(Dataset items)

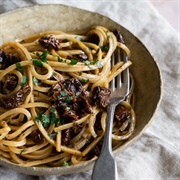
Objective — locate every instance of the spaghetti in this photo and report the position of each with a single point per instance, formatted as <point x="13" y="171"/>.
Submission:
<point x="54" y="94"/>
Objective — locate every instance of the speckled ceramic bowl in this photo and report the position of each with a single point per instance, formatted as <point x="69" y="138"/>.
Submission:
<point x="30" y="20"/>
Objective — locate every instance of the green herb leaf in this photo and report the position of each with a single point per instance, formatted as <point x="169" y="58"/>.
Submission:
<point x="65" y="164"/>
<point x="65" y="40"/>
<point x="98" y="64"/>
<point x="84" y="80"/>
<point x="24" y="150"/>
<point x="73" y="62"/>
<point x="45" y="120"/>
<point x="104" y="48"/>
<point x="78" y="38"/>
<point x="37" y="62"/>
<point x="63" y="93"/>
<point x="52" y="135"/>
<point x="23" y="81"/>
<point x="87" y="62"/>
<point x="59" y="59"/>
<point x="52" y="109"/>
<point x="68" y="99"/>
<point x="43" y="56"/>
<point x="35" y="81"/>
<point x="18" y="66"/>
<point x="67" y="108"/>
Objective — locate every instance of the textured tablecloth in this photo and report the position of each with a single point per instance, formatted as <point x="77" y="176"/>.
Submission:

**AIM OF THE TASK**
From the line containing "Objective — locate every instance of the green" down to the final line of the data, write out every line exactly; both the first and last of these belong in your answer, and nothing else does.

**FINAL RESULT**
Objective — locate every instance of the green herb leaf in this photo and report the position of each with a single point per instance, formatted as <point x="169" y="58"/>.
Submission:
<point x="65" y="164"/>
<point x="65" y="40"/>
<point x="98" y="64"/>
<point x="84" y="80"/>
<point x="24" y="150"/>
<point x="73" y="62"/>
<point x="45" y="120"/>
<point x="104" y="48"/>
<point x="78" y="38"/>
<point x="37" y="62"/>
<point x="63" y="93"/>
<point x="52" y="135"/>
<point x="23" y="81"/>
<point x="87" y="62"/>
<point x="59" y="59"/>
<point x="52" y="109"/>
<point x="68" y="99"/>
<point x="43" y="56"/>
<point x="35" y="81"/>
<point x="18" y="66"/>
<point x="67" y="108"/>
Objective — locate every instance of the textured tablecloth in this photo and report the position of each with a single point per instance, formatted as <point x="77" y="176"/>.
Submission:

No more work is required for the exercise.